(Beginning of EXCERPTED DATA)
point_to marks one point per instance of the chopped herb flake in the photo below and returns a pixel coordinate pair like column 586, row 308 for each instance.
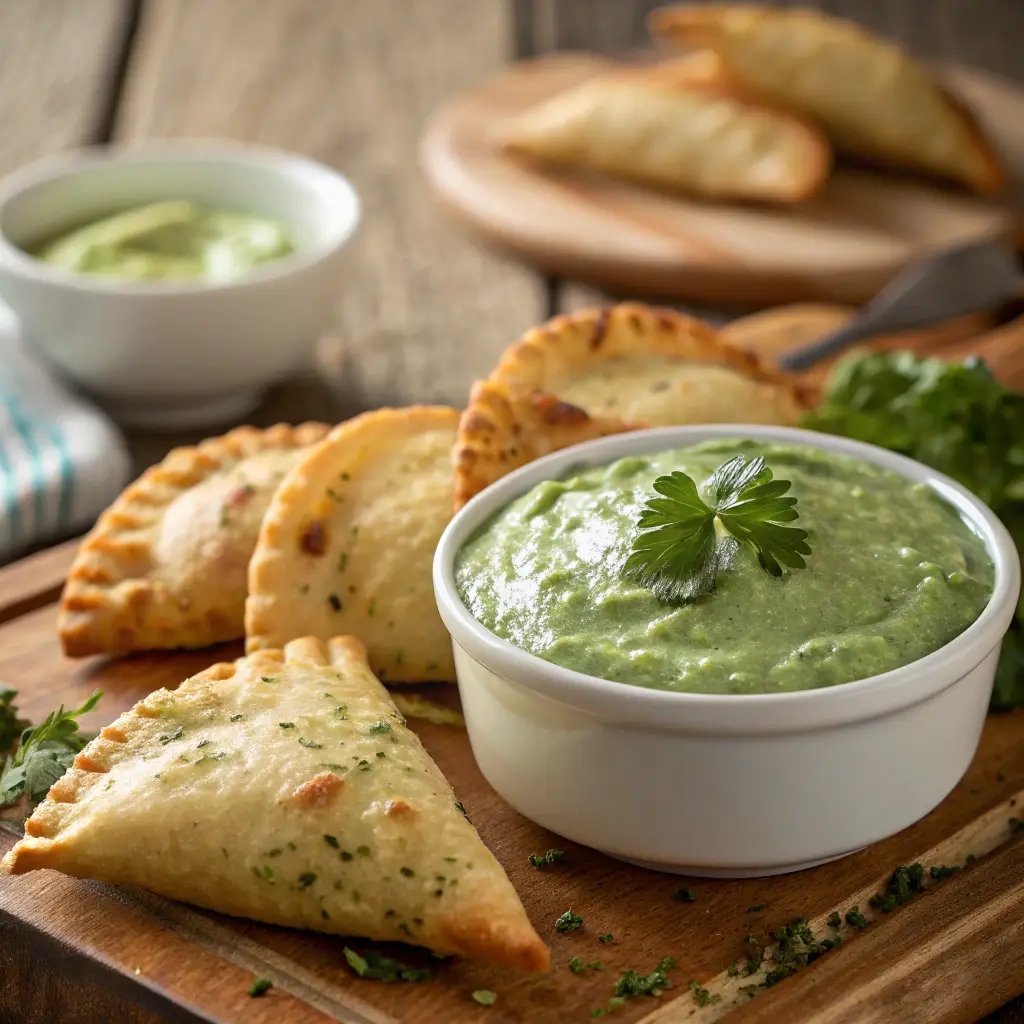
column 260, row 986
column 542, row 860
column 903, row 885
column 378, row 968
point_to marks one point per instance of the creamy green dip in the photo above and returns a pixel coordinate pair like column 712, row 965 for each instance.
column 170, row 241
column 894, row 574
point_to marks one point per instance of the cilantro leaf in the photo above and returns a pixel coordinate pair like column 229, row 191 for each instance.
column 958, row 419
column 678, row 552
column 379, row 968
column 43, row 755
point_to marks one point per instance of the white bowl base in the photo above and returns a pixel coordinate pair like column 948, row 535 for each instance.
column 699, row 871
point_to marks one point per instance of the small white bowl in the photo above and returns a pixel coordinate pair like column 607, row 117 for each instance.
column 176, row 353
column 723, row 785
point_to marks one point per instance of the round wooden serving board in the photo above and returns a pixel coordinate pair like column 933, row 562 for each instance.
column 842, row 246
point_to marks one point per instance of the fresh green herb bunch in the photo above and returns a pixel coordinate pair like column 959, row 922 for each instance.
column 43, row 754
column 954, row 417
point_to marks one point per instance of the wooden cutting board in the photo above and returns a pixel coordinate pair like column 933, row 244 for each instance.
column 842, row 246
column 84, row 952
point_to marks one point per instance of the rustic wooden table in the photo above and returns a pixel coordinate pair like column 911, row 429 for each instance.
column 422, row 310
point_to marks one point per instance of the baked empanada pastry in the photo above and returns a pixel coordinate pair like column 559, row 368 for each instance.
column 165, row 566
column 644, row 365
column 678, row 131
column 347, row 544
column 285, row 787
column 501, row 431
column 871, row 97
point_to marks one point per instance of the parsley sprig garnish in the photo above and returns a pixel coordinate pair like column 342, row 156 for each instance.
column 678, row 551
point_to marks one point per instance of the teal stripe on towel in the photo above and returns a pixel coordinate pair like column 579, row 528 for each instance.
column 38, row 476
column 11, row 508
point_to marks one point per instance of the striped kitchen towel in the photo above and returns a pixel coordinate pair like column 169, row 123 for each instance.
column 61, row 461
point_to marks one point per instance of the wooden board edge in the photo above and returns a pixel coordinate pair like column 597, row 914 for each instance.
column 35, row 581
column 967, row 934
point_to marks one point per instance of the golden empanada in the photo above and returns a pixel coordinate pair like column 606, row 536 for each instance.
column 165, row 566
column 284, row 787
column 348, row 543
column 872, row 98
column 501, row 431
column 645, row 365
column 676, row 130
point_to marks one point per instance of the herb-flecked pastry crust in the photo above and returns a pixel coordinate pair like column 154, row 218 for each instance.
column 679, row 127
column 650, row 366
column 872, row 98
column 348, row 542
column 285, row 787
column 501, row 430
column 166, row 564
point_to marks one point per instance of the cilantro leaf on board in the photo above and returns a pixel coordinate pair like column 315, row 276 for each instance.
column 379, row 968
column 958, row 419
column 44, row 753
column 678, row 550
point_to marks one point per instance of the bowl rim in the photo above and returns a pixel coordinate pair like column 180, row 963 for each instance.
column 736, row 714
column 286, row 164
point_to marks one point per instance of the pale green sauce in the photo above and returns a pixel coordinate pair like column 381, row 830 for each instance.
column 894, row 574
column 170, row 241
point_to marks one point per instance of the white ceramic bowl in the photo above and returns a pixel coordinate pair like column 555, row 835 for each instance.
column 176, row 353
column 723, row 785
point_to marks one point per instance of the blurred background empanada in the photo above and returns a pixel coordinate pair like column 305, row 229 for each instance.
column 679, row 127
column 871, row 97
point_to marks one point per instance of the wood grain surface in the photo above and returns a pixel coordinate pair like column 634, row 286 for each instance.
column 56, row 59
column 952, row 955
column 843, row 245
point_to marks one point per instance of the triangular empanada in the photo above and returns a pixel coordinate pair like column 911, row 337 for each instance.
column 502, row 430
column 165, row 566
column 640, row 364
column 285, row 787
column 674, row 129
column 348, row 543
column 871, row 97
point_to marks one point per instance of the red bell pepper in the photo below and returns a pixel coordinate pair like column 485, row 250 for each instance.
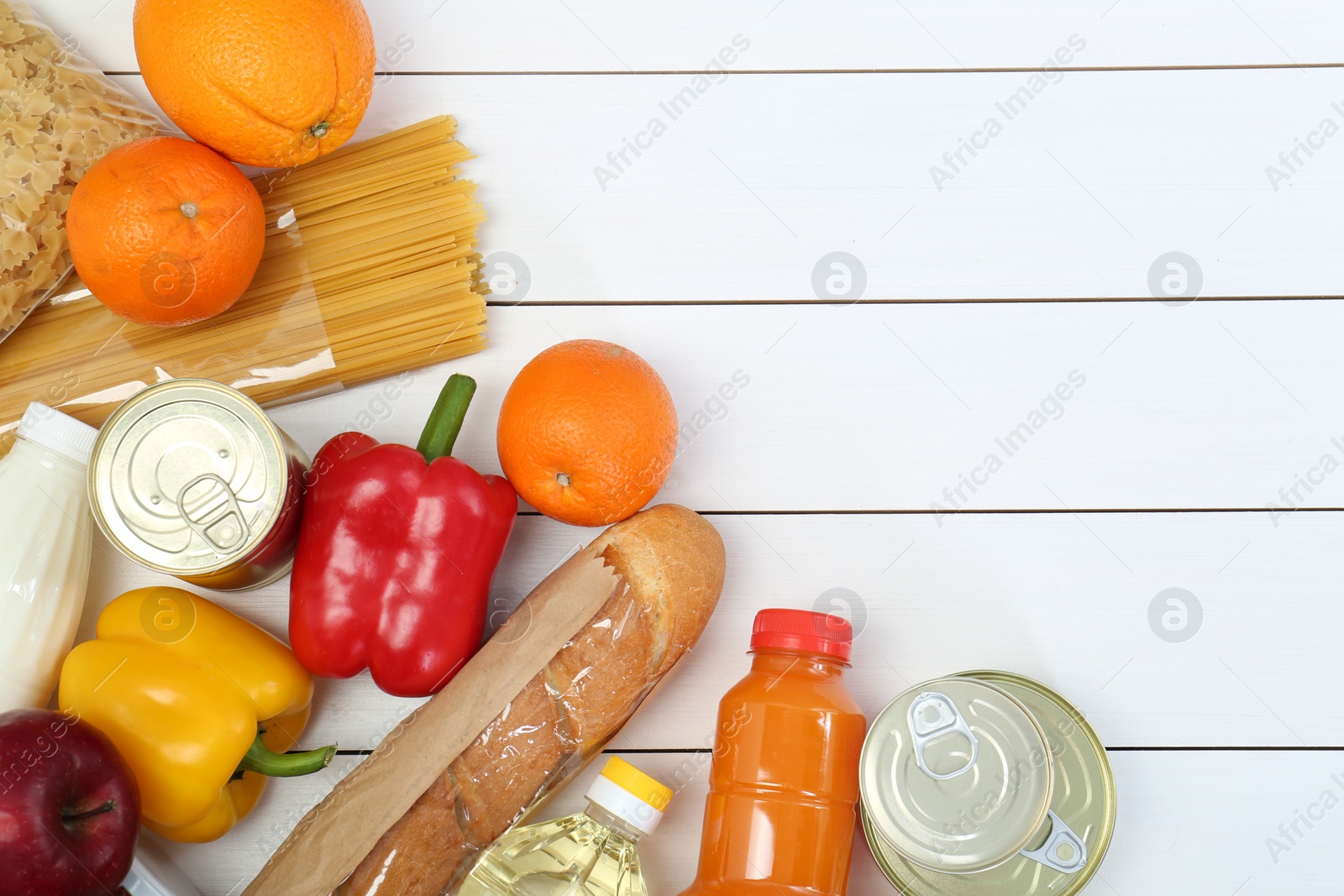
(End of EXCERPTED DATA)
## WHAT THE EXERCISE ASKS
Copy every record above exactly, leaving out the pictures.

## YOUR SOLUTION
point_to marks one point per instance of the chopped herb flake in the photo below and returns a pixel coordinate pair like column 586, row 308 for each instance.
column 260, row 986
column 542, row 860
column 903, row 885
column 378, row 968
point_to marks one point per instance of the creamy green dip in the photo above and returns a pixel coordinate pair like column 712, row 965 for each instance.
column 170, row 241
column 894, row 574
point_to marks one point per instance of the cilantro leaf in the photo above and returns a pixel coordinate pair like column 229, row 191 for each instance.
column 958, row 419
column 678, row 552
column 379, row 968
column 43, row 755
point_to marks one point per instance of the white bowl base in the photo above and returns a pixel coordinate pair like column 948, row 535 for each instance.
column 699, row 871
point_to marks one point per instance of the small white bowl in the photo above and returns a pixel coordinate pair like column 607, row 117 for each instance.
column 176, row 353
column 723, row 785
point_to marks one point per instance of the round wooden serving board in the photo above and returns a pixel coordinate pair like column 933, row 562 for each instance.
column 842, row 246
point_to marks one point per instance of the fresh green herb bunch in the photo above and returns a pixel coordinate pair like column 959, row 922 for each instance.
column 43, row 754
column 954, row 417
point_to marks one point per instance of the wooden cutting board in the photo above and returns a pixel coordinate pair like column 933, row 244 for each instance.
column 842, row 246
column 84, row 952
point_to marks one point per instance of the rustic wooden table in the photo above and returns a pixel coordinate pair like column 911, row 429 for each instance.
column 422, row 310
point_to marks one point per instance of the baked empanada pastry in the photo above and returns a pixel coordinate pair like column 559, row 368 for each instance.
column 165, row 566
column 644, row 365
column 678, row 131
column 347, row 544
column 285, row 787
column 501, row 431
column 871, row 97
point_to marks one point per instance of the parsley sprig garnish in the photo above and returns a pixel coordinate pair like column 342, row 156 for each instance.
column 678, row 551
point_to marks one point per instance of the teal stripe on towel in the photo above and returns a pixel coordinate pair like column 579, row 528 for each instance.
column 38, row 476
column 11, row 508
point_to marks one point per instance of the striped kitchen towel in the photo above and returns a pixel coordinate pair like column 169, row 123 for each instance.
column 61, row 461
point_to marks one point per instance of the wooden board edge in the photo above and returns a pixel coordinate pair like column 597, row 914 for each instance.
column 35, row 581
column 967, row 934
point_to marks one point per instance of the golden empanada in the photo above and returns a pixel coordinate pair like column 606, row 536 for each instance.
column 165, row 566
column 284, row 787
column 348, row 543
column 872, row 98
column 501, row 431
column 645, row 365
column 676, row 130
point_to marks one point per instance of the herb-flecked pastry crust in the photo above and returns a pixel coordinate pair like column 154, row 218 for each instance.
column 679, row 127
column 650, row 366
column 872, row 98
column 348, row 542
column 285, row 787
column 501, row 430
column 166, row 564
point_to marks one point per instance of the cilantro leaf on board in the photo above and returns a pixel coordinate pair like column 315, row 276 for each instance.
column 379, row 968
column 958, row 419
column 44, row 753
column 678, row 550
point_to marks one point per instance of the bowl rim in the photo above and returns a pixel coordinate pair like column 180, row 963 for each instance.
column 736, row 714
column 286, row 164
point_to marks one point per instance of the pale green sauce in the photo above and returns a pixel coordinate pair like column 381, row 830 for each instance.
column 894, row 574
column 170, row 241
point_to marks one point per instance of the white ceramic bowl in the photo above and returns a pixel coordinate pair like column 555, row 835 for each instance.
column 176, row 353
column 723, row 785
point_to marks one point per instance of the blurred background empanada in the photo above and returns a pixel coordinate pair like column 305, row 229 for each instance.
column 679, row 127
column 871, row 97
point_to marks one point per instance of the wood grain surface in the photo above and returns a pixel coordinate pair like column 634, row 286 for each instance.
column 56, row 59
column 952, row 955
column 843, row 245
point_to marks one point per instance of the triangular empanada in the photo above and returns a pixel coordinate pair like column 911, row 337 for each instance.
column 502, row 430
column 165, row 566
column 640, row 364
column 285, row 787
column 674, row 129
column 348, row 543
column 871, row 97
point_to marks one point per instance of the red bell pepper in the photo below and returns a pixel coordinate pair like column 485, row 250 for each instance.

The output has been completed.